# Action item:
For each line below, write it out exactly as it appears.

Collected data:
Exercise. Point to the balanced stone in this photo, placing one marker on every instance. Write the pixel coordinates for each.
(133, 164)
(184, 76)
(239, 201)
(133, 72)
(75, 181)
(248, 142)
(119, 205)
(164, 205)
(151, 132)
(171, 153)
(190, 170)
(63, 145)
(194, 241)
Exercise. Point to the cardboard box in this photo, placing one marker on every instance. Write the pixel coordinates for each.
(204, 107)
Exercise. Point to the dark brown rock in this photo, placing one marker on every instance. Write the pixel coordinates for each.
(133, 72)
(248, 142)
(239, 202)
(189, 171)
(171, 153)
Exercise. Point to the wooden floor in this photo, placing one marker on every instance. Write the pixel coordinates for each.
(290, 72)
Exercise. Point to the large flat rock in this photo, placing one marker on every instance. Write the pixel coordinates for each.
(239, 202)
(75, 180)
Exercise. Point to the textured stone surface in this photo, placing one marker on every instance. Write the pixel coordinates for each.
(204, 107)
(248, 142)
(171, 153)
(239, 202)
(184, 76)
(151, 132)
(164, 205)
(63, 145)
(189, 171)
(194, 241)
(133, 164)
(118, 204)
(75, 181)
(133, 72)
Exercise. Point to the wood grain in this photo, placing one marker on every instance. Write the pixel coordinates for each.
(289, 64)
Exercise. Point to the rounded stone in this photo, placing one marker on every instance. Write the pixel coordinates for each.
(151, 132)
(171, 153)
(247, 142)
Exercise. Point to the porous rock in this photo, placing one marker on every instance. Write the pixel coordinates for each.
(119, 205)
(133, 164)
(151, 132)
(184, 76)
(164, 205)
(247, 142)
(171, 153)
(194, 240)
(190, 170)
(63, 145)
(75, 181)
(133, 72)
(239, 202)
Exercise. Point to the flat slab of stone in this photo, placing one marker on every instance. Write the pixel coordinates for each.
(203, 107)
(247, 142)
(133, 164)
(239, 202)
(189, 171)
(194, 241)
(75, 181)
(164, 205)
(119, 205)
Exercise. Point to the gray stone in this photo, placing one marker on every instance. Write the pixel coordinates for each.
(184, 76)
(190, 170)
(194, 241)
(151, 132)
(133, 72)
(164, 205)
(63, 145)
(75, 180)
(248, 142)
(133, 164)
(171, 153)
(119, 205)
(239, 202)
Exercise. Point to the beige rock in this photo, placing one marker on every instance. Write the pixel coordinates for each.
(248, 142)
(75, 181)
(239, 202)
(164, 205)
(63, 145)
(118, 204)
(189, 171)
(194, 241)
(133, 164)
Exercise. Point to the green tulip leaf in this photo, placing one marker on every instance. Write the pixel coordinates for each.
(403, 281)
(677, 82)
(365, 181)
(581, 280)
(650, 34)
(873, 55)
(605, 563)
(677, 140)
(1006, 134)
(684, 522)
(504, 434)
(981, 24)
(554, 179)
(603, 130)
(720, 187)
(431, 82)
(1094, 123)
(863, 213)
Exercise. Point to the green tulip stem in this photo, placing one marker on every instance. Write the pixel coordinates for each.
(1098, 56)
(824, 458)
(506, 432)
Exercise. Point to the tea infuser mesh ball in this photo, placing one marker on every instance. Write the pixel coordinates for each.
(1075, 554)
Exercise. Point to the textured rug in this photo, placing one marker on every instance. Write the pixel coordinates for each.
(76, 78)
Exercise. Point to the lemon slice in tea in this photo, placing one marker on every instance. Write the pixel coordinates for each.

# Written answer:
Exercise. Point to the balanced stone in this photo, placing one marker on every instance. Write the pixel coordinates for each.
(133, 164)
(184, 76)
(239, 201)
(133, 72)
(75, 181)
(248, 142)
(119, 205)
(164, 205)
(151, 132)
(171, 153)
(190, 170)
(63, 145)
(194, 241)
Exercise. Point to the cardboard box in this photo, placing one marker on every instance. Write the pixel coordinates for each.
(204, 107)
Exercise. Point to the dark brown rock in this photo, placing one marker on every instance. Write the pixel coordinates for each.
(133, 72)
(248, 142)
(239, 202)
(189, 171)
(171, 153)
Exercise. Point to the wooden floor in this photo, placing one marker on every instance. Write the pixel coordinates for each.
(290, 72)
Exercise. Point to the large flat rock in this photo, placing one marker on every instance. Write the pixel coordinates for each.
(239, 202)
(75, 180)
Exercise. Point to the textured stone surface in this photo, placing one marker on every instance. Write the pixel coordinates for each.
(204, 107)
(248, 142)
(171, 153)
(239, 202)
(184, 76)
(151, 132)
(164, 205)
(63, 145)
(189, 171)
(194, 241)
(133, 164)
(118, 204)
(75, 181)
(133, 72)
Exercise. Point to the wood grain in this photo, placing one marker on every instance. Write the pixel coordinates for each.
(289, 64)
Exercise. Point to the rounded stone in this photo, placing one marker on every instance. Write the pixel coordinates for each.
(151, 132)
(171, 153)
(247, 142)
Exercise. Point to the porous rock in this photo, placing one marker on every instance. Write the pixel coordinates for each.
(119, 205)
(133, 164)
(151, 132)
(184, 76)
(164, 205)
(247, 142)
(171, 153)
(194, 240)
(190, 170)
(63, 145)
(75, 181)
(133, 72)
(239, 202)
Exercise. Point to the flat slab of stone in this photo, placing one marker on every instance. Write the pixel coordinates for each.
(203, 107)
(247, 142)
(133, 164)
(239, 202)
(189, 171)
(194, 241)
(75, 181)
(164, 205)
(119, 205)
Exercise. Point to the gray stone in this photo, placing one marker on every instance. Write the pixel coordinates for each.
(184, 76)
(190, 170)
(194, 241)
(151, 132)
(133, 72)
(164, 205)
(63, 145)
(75, 180)
(248, 142)
(133, 164)
(171, 153)
(119, 205)
(239, 202)
Exercise. Point to the beige rock in this photo, placing one marker on every instance. Write the pixel coordinates for each.
(248, 142)
(75, 181)
(239, 202)
(164, 205)
(63, 145)
(118, 204)
(189, 171)
(194, 241)
(133, 164)
Exercise. Point to the green tulip leaf in this photo, placing one marker on every instance. Write the pixel coordinates for each.
(403, 281)
(677, 82)
(365, 181)
(581, 280)
(650, 34)
(873, 55)
(605, 563)
(677, 140)
(1006, 134)
(684, 522)
(504, 434)
(981, 24)
(554, 179)
(603, 130)
(720, 187)
(431, 82)
(1094, 123)
(863, 213)
Exercise. Point to the green tulip stem in this photo, placing one marker on every instance. Write the pixel coordinates for each.
(1098, 56)
(824, 458)
(506, 432)
Exercise. Point to the tea infuser mesh ball in this photo, placing one marker on every instance. Write the pixel coordinates for each.
(1075, 554)
Exercise. Point to the textured rug in this photo, placing one marker on every instance. Write the pixel coordinates for each.
(76, 78)
Exercise. Point to the lemon slice in tea in this photo, placing one marker on every instance. Write the pixel coordinates for each.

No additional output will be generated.